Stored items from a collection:
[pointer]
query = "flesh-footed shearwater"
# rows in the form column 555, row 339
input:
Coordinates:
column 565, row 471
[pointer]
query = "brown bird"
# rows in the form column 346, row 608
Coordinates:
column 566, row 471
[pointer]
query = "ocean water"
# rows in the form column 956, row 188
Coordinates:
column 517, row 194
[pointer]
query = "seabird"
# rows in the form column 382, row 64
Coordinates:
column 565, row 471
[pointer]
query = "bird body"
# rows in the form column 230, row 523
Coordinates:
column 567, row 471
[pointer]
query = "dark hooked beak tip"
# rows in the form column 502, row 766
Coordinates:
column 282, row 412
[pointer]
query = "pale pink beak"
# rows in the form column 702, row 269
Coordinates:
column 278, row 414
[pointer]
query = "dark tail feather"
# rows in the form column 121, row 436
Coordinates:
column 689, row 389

-- What you need to do --
Copy verbatim the span of lines that begins with the line holding "# rows in the form column 230, row 523" and ends at the last line of the records.

-- Completed task --
# rows in the form column 230, row 523
Coordinates:
column 567, row 471
[pointer]
query = "dark hooked beak tip"
# rows in the form column 502, row 766
Coordinates:
column 282, row 412
[pointer]
query = "pale pink beak"
# rows in the form column 702, row 269
Coordinates:
column 278, row 414
[pointer]
query = "dark tail feather"
# rows in the form column 121, row 436
Coordinates:
column 689, row 389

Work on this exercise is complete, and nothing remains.